**Aim of the task**
What is needed is an exact copy of the listing, with no pictures in it.

**Given entries**
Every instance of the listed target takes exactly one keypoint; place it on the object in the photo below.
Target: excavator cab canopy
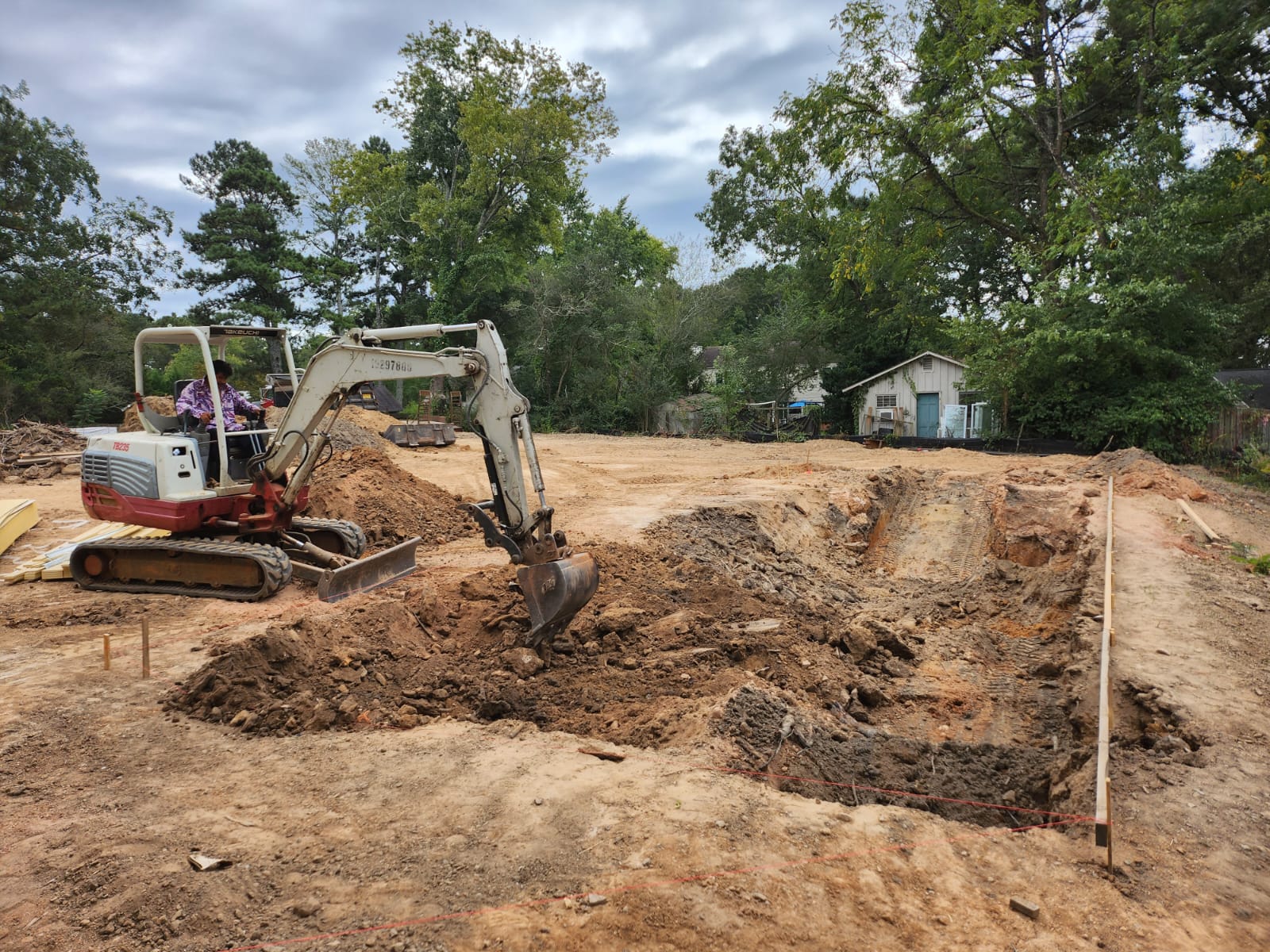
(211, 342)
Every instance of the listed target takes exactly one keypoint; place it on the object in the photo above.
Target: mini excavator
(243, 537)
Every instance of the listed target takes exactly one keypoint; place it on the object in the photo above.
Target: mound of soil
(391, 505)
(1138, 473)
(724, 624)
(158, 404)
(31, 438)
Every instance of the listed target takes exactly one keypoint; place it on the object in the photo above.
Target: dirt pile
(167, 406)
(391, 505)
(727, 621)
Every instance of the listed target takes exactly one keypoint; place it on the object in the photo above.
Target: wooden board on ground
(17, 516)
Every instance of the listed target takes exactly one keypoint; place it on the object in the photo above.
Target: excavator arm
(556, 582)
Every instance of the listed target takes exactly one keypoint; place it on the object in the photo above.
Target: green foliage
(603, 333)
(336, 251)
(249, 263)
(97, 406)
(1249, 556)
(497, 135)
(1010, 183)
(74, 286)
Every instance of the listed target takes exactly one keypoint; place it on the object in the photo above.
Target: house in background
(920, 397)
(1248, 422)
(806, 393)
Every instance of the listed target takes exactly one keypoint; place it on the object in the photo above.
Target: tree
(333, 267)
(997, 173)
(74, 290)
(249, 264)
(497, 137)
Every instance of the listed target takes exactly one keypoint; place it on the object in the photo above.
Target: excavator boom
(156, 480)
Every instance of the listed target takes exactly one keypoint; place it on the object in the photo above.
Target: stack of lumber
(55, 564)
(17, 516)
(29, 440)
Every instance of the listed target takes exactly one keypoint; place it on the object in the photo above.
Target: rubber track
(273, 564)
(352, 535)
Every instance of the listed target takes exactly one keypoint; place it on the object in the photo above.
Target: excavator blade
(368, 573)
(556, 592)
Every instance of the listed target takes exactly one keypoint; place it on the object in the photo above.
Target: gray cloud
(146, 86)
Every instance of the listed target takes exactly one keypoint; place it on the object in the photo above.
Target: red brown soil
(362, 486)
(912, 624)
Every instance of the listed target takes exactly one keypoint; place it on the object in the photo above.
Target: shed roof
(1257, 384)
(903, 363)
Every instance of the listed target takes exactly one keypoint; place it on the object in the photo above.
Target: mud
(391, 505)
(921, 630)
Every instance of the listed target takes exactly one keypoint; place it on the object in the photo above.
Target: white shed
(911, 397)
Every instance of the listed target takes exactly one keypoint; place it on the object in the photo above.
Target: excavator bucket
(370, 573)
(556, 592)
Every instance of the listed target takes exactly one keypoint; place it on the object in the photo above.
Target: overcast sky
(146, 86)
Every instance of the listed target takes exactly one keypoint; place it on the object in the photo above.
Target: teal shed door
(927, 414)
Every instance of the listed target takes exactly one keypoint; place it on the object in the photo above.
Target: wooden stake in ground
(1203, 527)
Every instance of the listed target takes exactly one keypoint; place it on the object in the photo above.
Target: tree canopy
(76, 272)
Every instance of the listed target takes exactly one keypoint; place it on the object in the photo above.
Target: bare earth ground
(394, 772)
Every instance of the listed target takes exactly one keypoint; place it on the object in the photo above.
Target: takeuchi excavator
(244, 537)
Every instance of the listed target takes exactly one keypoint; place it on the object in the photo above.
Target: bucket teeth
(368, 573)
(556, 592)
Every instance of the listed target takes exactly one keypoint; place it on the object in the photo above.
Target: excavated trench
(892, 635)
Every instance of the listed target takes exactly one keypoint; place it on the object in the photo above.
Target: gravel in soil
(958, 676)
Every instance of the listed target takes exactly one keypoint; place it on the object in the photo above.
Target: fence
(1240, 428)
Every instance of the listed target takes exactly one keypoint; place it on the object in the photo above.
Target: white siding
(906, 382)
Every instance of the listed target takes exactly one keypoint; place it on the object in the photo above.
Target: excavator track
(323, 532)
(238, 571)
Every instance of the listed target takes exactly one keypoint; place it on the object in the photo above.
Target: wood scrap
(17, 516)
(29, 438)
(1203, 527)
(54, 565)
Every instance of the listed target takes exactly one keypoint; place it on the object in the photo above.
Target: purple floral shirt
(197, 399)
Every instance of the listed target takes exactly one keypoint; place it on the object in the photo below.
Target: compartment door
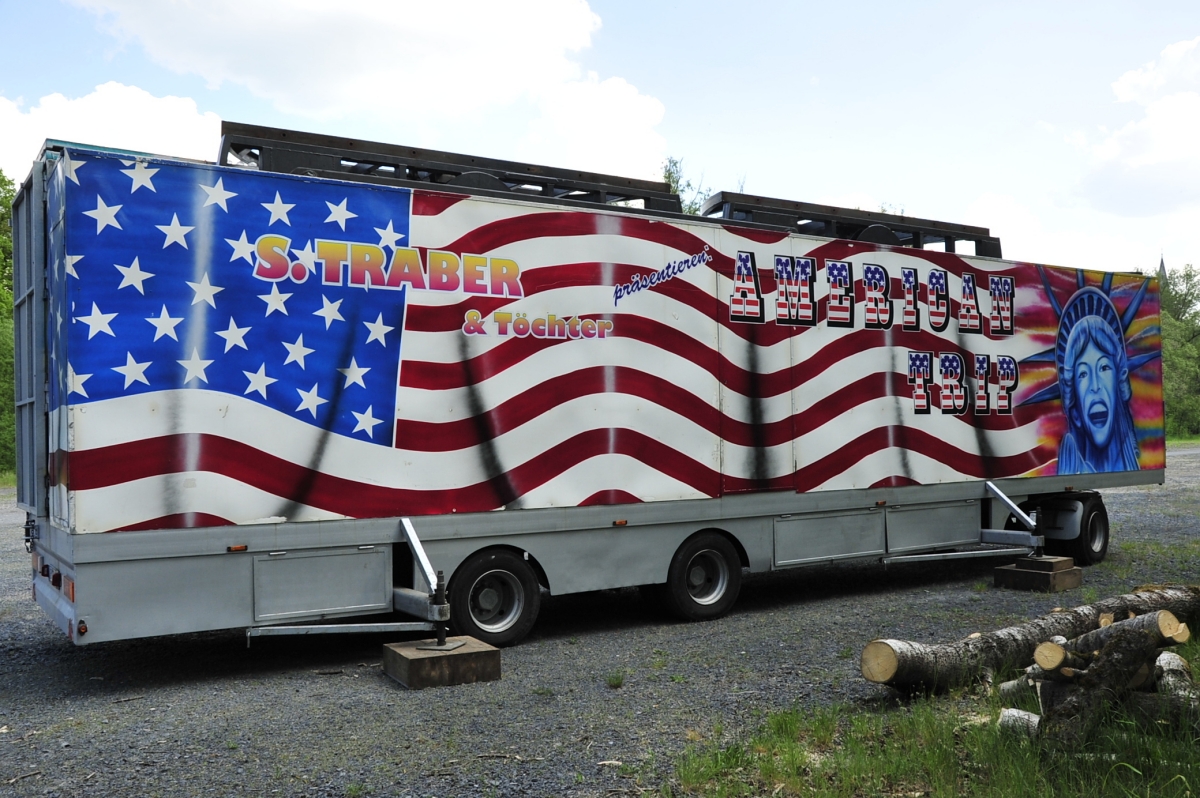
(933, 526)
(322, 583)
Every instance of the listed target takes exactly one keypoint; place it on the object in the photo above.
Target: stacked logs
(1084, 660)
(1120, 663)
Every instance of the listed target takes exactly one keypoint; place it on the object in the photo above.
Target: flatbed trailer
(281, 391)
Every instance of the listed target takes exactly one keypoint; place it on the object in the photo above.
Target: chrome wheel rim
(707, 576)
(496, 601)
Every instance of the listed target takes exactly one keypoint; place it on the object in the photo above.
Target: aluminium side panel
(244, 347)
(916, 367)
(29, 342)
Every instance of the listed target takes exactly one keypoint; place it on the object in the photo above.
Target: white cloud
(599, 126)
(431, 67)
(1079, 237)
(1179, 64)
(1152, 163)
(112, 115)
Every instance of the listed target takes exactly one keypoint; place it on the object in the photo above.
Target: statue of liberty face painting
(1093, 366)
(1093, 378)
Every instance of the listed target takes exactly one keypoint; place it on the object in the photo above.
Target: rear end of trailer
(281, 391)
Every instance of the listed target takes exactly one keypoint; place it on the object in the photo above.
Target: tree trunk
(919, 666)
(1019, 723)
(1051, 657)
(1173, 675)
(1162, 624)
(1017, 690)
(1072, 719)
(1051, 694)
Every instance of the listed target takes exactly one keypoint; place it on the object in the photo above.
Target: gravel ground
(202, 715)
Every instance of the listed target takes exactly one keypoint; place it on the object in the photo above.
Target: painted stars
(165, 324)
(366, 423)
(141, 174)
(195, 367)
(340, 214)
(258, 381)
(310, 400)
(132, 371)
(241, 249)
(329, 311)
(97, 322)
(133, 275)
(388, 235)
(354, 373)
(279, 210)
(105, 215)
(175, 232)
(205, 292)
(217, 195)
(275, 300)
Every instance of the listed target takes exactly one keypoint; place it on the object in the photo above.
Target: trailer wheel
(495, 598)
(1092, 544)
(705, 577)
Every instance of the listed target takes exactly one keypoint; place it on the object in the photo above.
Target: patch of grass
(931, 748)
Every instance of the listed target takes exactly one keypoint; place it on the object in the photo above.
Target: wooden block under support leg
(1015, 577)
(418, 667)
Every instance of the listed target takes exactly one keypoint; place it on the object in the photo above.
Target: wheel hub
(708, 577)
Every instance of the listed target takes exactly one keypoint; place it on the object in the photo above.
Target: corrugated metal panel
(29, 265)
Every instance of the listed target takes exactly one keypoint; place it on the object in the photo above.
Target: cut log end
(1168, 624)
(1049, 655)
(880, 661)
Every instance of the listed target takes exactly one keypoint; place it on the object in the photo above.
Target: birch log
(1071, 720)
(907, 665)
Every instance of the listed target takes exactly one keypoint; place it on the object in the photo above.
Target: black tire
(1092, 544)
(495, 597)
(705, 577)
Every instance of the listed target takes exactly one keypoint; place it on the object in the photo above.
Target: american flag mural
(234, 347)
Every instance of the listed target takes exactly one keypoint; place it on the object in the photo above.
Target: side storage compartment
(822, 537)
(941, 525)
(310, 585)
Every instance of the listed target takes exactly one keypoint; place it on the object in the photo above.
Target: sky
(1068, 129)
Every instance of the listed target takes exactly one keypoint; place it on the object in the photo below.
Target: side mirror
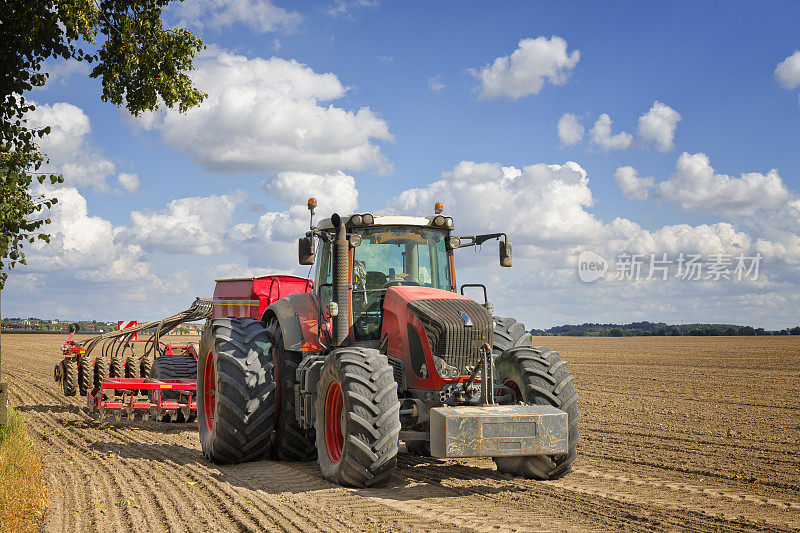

**Written reply**
Every instance of the listed target takes exactly one keypoint; place it on the object in the photo below.
Target: excavator cab canopy
(211, 342)
Every instance of the listed target takes exactly one keypoint; place it on the object in the photo above.
Target: mini excavator
(243, 537)
Every instance of the listed target takes exactly one keypoint; place it on the object in the photo above.
Target: mound of soil
(391, 505)
(1138, 473)
(724, 624)
(158, 404)
(31, 438)
Every instance of the listed target takes exactly one keypoint; place it on the object in the photo above.
Target: dirt pile
(167, 406)
(391, 505)
(727, 621)
Every instance of the listed target takes exactly one keypoint; place it on the object in the photo above.
Target: wooden board on ground
(17, 516)
Every instance of the listed target takes exactly one keypoint; place it on the object in the photo above.
Target: excavator arm
(556, 582)
Every instance of the listed target takes exactly one keypoint; place it on the object in the photo above.
Target: green foliage
(603, 333)
(336, 251)
(249, 263)
(97, 406)
(1249, 556)
(497, 135)
(1010, 183)
(74, 286)
Every instance of the listed target takes exactly one keypoint; place it on the object in the photo above.
Target: house in background
(920, 397)
(1248, 422)
(806, 393)
Every instance of the listed target takes exactly one keypoint; place it on the object in the photo above.
Target: tree
(333, 267)
(997, 173)
(74, 290)
(249, 264)
(497, 137)
Every instance of the listed target takes exactly one keypoint; place it on the object in the photo above.
Target: excavator boom
(156, 480)
Every instance of the listed target takes exactly one keypoint; place it on the object in the photo above.
Target: stack of lumber
(55, 564)
(17, 516)
(29, 440)
Every instance of the listed target takes exactly one keypoint; place it on the object in the photo above.
Target: rubber track
(273, 564)
(352, 535)
Every instance of the listed target takes exactly one keypoint; place it on the object in the photo above.
Target: excavator blade
(368, 573)
(556, 592)
Every instance of the listed target takes exactly one keypoint; place it on the object in the photo above.
Target: gray cloud
(146, 86)
Every instance of the listed target takes exactly one keypoint; place it on the object in the photo above.
Target: red brown soil
(362, 486)
(912, 624)
Every instance of the listed target takes exactly one keypoint; place it on the object in the photo above.
Target: shed roof
(1257, 384)
(903, 363)
Every instance of the listed target takes exactly one keypoint; place it on the object in the photo above.
Target: mud
(391, 505)
(921, 630)
Every instance of the listed target takes exactly one keypoint; place it on the object in the photo above.
Target: white shed
(911, 397)
Every instance of the listed target takes exactly one keypoint; place it on the object in the photo above.
Target: excavator bucket
(370, 573)
(556, 592)
Every instance of the listed target takes exactly one keypoint; place it on the object in the photo above.
Target: overcast sky
(146, 86)
Every instance of the listed target takes exactly one keypoint; place it on the object in the photo above.
Target: teal shed door
(927, 414)
Every instance of the listed target takes exactly one keypoint; place it on the object in the photo above.
Target: wooden stake in ground
(1203, 527)
Every instance of the listed target takes exactly one keypoint; place it on the object in the photo above.
Target: tree canopy
(76, 272)
Every instance of the listed target takes exactly one keypoint; place it on the object in the photo above.
Target: bare earth ground
(394, 772)
Every instance of the listed target takes exactly one keypoint; place it on the object in the photo above.
Target: takeuchi excavator
(244, 537)
Every instance of the listed target takes exactly one keypoint; place it on the object in the photo above.
Target: bucket teeth
(368, 573)
(556, 592)
Every instance of the listed target takes exactly one keypoint; place it on the object in the photo above.
Target: excavated trench
(892, 635)
Every instance of the listed target takes exactly one keypoint; place it on the object in the photo above.
Target: gravel in soil
(958, 676)
Every instance of the listed target takes exactly one keypoint; place it on the object in the photo above.
Target: fence
(1240, 428)
Every instance of the listed target takes exactly one keypoint; place it on the object in the photo above.
Target: white siding
(906, 382)
Every instance of the listed target takes exactly one keypoint; place it on the object in the photo above.
Target: excavator track
(323, 532)
(238, 571)
Every instance of the listed target takes exactly one keypoint; place it on the object in the photo above.
Target: wood scrap
(17, 516)
(29, 438)
(1203, 527)
(54, 565)
Every instance of the listed target takes exactly one keypoint; place it on the object in the photo above.
Target: purple floral shirt
(197, 399)
Every instance of the listed target takes exactly one keypoint; place it on the object in the photo below.
Target: compartment door
(933, 526)
(322, 583)
Every instance of the listed target takes exactly one keypoint; place it on the object in the photo above.
Target: stacked logs
(1084, 660)
(1120, 663)
Every instance of the listed target takes exactly one keypoint; place it on the object in the photo above.
Target: flatbed trailer
(281, 391)
Every instance of the listed target takes exactly one keypoint; place it on the object in the photo above.
Target: chrome wheel rim
(707, 576)
(496, 601)
Every instance of the listed target takes exactly one keypoint; place it on the object in the photo above.
Target: aluminium side panel
(244, 347)
(916, 367)
(29, 342)
Every instance of the listed target takes exactly one keypoint; place it on the object in the photo above.
Target: white cloud
(599, 126)
(431, 67)
(1079, 237)
(1179, 64)
(1152, 163)
(112, 115)
Every instance of the listed target takes exactly one keypoint; place it on the object in the photo above.
Target: statue of liberty face painting
(1093, 366)
(1093, 378)
Every instance of the listed target takes exactly one keypoint; place it on the object in the photo above.
Target: rear end of trailer
(281, 391)
Every instance of the listed target takes exactly one keypoint; place it on the object in the photo above.
Target: tree trunk
(919, 666)
(1019, 723)
(1051, 657)
(1173, 675)
(1162, 624)
(1017, 690)
(1072, 719)
(1051, 694)
Every instance of the listed target takes exactly one keypoint; place it on the object in the photo above.
Target: gravel ground
(202, 715)
Every instance of the listed target takes exactly one keypoint; place it on the object in the photo above.
Target: painted stars
(165, 324)
(366, 423)
(141, 174)
(195, 367)
(340, 214)
(258, 381)
(310, 400)
(132, 371)
(241, 249)
(329, 311)
(97, 322)
(133, 275)
(388, 235)
(354, 373)
(279, 210)
(105, 215)
(175, 232)
(205, 292)
(217, 195)
(275, 300)
Every instance of the listed target takes exactly one keypoint; place it on the object in the photo above.
Target: trailer wheel
(495, 598)
(1092, 544)
(705, 577)
Every instance of the listed target takes exactly one keypoint; place it on the object in the photo above.
Target: patch of grass
(931, 748)
Every instance of the listed target takes exactly one keypoint; place it on the object in the photo above.
Target: wooden block under support leg
(1015, 577)
(418, 667)
Every instance of the listed target takes exactly one keypoint; place it on the object in the photo above.
Target: wheel hub
(708, 577)
Every instance of the listed target takes exactly one keypoint; place it on the object in the photo above.
Target: corrugated metal panel
(29, 265)
Every instance of the listed target takes exactly one keypoint; place it on the object in the photo above.
Target: cut log end
(1168, 624)
(1049, 655)
(880, 661)
Every instance of the listed target takes exactly one keypoint; place it on the object in the photo above.
Target: birch log
(1071, 720)
(907, 665)
Every instance of the listed target takes exactly one keypoint; place it on the object in the photo above.
Target: black tire
(1092, 544)
(495, 597)
(705, 577)
Every instance of the listed target takes exactly one keypoint; place it on the object in the photo above.
Target: american flag mural
(234, 347)
Every instance of the listed target takes exactly one keypoint; place it on the object in the photo above.
Target: side storage compartment
(822, 537)
(941, 525)
(310, 585)
Every instance of the listed target takes exactly one keypoint; place it on the object in the photo above.
Target: sky
(1068, 129)
Every instance of the listed target takes exactly one keypoint; place it on the object in the photo below.
Target: side mirror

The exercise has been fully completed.